**Record extracts**
★ ★ ★ ★

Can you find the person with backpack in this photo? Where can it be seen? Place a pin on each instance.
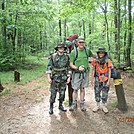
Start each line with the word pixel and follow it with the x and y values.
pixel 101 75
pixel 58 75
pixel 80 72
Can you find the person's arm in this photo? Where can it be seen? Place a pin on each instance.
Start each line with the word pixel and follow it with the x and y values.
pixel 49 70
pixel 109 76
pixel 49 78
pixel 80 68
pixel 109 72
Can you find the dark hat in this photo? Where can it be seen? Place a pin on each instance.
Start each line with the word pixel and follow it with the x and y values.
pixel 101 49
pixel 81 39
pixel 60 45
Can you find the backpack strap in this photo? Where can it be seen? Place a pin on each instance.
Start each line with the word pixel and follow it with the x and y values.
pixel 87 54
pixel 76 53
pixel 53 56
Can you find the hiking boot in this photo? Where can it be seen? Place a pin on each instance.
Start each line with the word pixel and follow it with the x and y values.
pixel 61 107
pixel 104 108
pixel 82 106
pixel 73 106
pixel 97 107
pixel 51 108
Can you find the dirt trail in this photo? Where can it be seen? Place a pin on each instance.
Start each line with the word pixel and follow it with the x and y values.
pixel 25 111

★ ★ ★ ★

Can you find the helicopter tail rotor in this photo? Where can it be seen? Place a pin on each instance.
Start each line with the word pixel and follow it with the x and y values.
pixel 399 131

★ ★ ★ ★

**To do**
Copy the material above word for word, from the line containing "Can you find the dark" through the line containing "pixel 25 111", including both of those lines.

**Solution to this task**
Can you find the dark hat in this photo? Where can it be seen? Place a pin on each instance.
Start each line with the word pixel and follow it with the x and y values.
pixel 101 49
pixel 81 39
pixel 60 45
Can you find the backpack strap in this photo? Where can it be seen? Place a pin on each instance.
Start each line with the word pixel and follow it with the x and y values.
pixel 87 54
pixel 76 53
pixel 53 56
Can you find the hiking boot in this photo? Where can it be seen? Place a pin on each instance.
Start each line with the word pixel and follow it with the x and y values.
pixel 61 107
pixel 104 108
pixel 82 106
pixel 73 106
pixel 97 107
pixel 51 108
Can you find the dirt trail in this photo? Where can it be seen? Place a pin on each instance.
Start each line with the word pixel and follow it with the x and y values.
pixel 25 111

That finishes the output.